**Set task A:** Quote the RabbitMQ shovel thread from "1,453 views" to "while There is not any queueA shovels consumer.".
**Set task B:** In the RabbitMQ shovel thread, list every key set in the JSON passed to the rabbitmqctl set_parameter command.
**Set task C:** Carry on the RabbitMQ shovel thread from where it stops.

**Page extract:**
[Begin]

Help! RabbitMq Plugin Shovels alway "starting" status

1,453 views
Skip to first unread message

Shen John

unread,
Sep 22, 2014, 6:24:19 AM9/22/14
to rabbitm...@googlegroups.com

Hi all,

     I am using rabbitmq shovels to transfer msg from queueA(nodeA) to queueB(nodeB). The network is not reliable.

     I met this problem: Shovels status is always starting while There is not any queueA shovels consumer.

     I don't known what has happened. Could you help me!! I am very wrong about it!


Michael Klishin

unread,
Sep 22, 2014, 6:28:05 AM9/22/14
to rabbitm...@googlegroups.com, Shen John
On 22 September 2014 at 14:24:25, Shen John (john.sh...@gmail.com) wrote:
> I met this problem: Shovels status is always starting while
> There is not any queueA shovels consumer.

How are you configuring the shovel? What is in RabbitMQ log? What version of
RabbitMQ do you run? 
--
MK

Staff Software Engineer, Pivotal/RabbitMQ

Shen John

unread,
Sep 22, 2014, 7:04:50 AM9/22/14
to rabbitm...@googlegroups.com, john.sh...@gmail.com

Sorry. I nearly forgot.

RabbitMQ version is RabbitMQ 3.3.4, Erlang 17.

config of dynamic shovels like this: 

./rabbitmqctl set_parameter shovel pg.sync.idc0-1.cache.usercenter '{"src-uri": "amqps://myworker1:95...@127.0.0.1", "src-queue": "pg.sync.upstream.cache.usercenter", "dest-uri": "amqps://myworker1:952d@54.191.110.233", "dest-queue": "pg.sync.downstream.cache.usercenter"}'

I have no idea how to see, so I copy all possible log as attachment. The picture is what is the problem.

[End]

**Data lines:**
[Begin]

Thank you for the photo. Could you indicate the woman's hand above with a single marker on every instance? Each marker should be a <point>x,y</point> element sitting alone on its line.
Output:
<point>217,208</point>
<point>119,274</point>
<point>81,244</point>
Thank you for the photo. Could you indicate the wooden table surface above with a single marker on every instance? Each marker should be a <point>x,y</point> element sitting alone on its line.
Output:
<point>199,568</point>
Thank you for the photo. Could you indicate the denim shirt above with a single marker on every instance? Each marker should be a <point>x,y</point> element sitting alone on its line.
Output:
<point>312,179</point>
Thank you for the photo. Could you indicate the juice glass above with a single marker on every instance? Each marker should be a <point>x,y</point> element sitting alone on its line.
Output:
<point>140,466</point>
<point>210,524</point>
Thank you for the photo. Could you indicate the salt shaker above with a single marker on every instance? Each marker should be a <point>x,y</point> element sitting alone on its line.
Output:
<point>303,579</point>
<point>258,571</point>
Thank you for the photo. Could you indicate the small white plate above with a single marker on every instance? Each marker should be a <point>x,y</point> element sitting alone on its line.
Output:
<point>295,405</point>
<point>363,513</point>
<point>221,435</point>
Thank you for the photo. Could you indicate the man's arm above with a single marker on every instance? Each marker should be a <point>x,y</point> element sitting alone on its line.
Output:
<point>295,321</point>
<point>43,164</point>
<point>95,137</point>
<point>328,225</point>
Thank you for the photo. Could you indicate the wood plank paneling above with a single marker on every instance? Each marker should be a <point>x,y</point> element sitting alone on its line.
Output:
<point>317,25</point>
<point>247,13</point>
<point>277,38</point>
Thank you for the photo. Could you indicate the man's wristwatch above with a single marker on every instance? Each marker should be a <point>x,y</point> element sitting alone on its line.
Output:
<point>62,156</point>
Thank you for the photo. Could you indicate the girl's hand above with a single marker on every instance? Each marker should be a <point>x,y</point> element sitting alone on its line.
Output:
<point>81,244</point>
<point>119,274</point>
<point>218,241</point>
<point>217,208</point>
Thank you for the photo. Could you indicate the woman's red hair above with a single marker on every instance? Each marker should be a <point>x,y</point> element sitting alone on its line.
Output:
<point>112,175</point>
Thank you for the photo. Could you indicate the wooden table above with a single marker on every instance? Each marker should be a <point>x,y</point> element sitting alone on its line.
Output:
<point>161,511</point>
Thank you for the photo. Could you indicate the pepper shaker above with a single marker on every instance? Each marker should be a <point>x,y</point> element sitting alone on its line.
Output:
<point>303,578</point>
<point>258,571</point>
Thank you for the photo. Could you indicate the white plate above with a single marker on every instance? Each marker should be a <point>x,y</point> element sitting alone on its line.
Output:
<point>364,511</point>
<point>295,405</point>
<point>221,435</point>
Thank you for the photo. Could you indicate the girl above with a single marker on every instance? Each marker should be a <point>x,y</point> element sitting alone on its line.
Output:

[End]

**Reply A:**
1,453 views
Skip to first unread message

Shen John

unread,
Sep 22, 2014, 6:24:19 AM9/22/14
to rabbitm...@googlegroups.com

Hi all,

     I am using rabbitmq shovels to transfer msg from queueA(nodeA) to queueB(nodeB). The network is not reliable.

     I met this problem: Shovels status is always starting while There is not any queueA shovels consumer.

**Reply B:** src-uri, src-queue, dest-uri, dest-queue

**Reply C:**
Hope it useful. 
Thanks.



在 2014年9月22日星期一UTC+8下午6时28分05秒,Michael Klishin写道:
similar.txt

Michael Klishin

unread,
Sep 22, 2014, 7:13:13 AM9/22/14
to rabbitm...@googlegroups.com, Shen John
On 22 September 2014 at 15:04:56, Shen John (john.sh...@gmail.com) wrote:
> I have no idea how to see, so I copy all possible log as attachment.
> The picture is what is the problem.

The log says that the peer keeps closing TCP connections (or rejects connections,
or becomes unreachable). Judging from the timestamps, this happens several times
a minute, sometimes every few seconds.

Please make sure that 54.191.110.233 is reachable over the network. It'd also
be worth investigating if 54.191.110.233's RabbitMQ log contains any info
about inbound connections, and if a firewall in between may be constantly
dropping them. 

Also, I'd edit passwords and other sensitive information (such as complete
IP addresses) out of public list emails in the future ;)

Shen John

unread,
Sep 22, 2014, 7:24:30 AM9/22/14
to rabbitm...@googlegroups.com, john.sh...@gmail.com
Yes. The network is not reliable even worse.
I tried "telnet 54.191.110.233 5372", it can be connectted.
What the reason is the consumer of "pg.sync.upstream.cache.usercenter" missing ?
how can i keep it going even the network failed?

在 2014年9月22日星期一UTC+8下午7时13分13秒,Michael Klishin写道:

Simon MacMullen

unread,
Sep 22, 2014, 7:28:46 AM9/22/14
to Shen John, rabbitm...@googlegroups.com
On 22/09/14 12:24, Shen John wrote:
> Yes. The network is not reliable even worse.
> I tried "telnet 54.191.110.233 5372", it can be connectted.

You mean 5672 right?

> What the reason is the consumer of "pg.sync.upstream.cache.usercenter"
> missing ?
> how can i keep it going even the network failed?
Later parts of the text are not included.